> **EXERCISE DETAILS**
Copy every line of the records below word for word, keeping each line as it is.
== INPUT MATERIAL ==
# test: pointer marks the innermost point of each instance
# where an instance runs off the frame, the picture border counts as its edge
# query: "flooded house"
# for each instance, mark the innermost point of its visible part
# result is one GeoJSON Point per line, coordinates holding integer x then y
===
> **EXERCISE RESULT**
# test: pointer marks the innermost point of each instance
# where an instance runs off the frame, the picture border counts as its edge
# query: "flooded house"
# for each instance, mark the innermost point of its visible part
# result is one GeoJSON Point per line, coordinates holding integer x then y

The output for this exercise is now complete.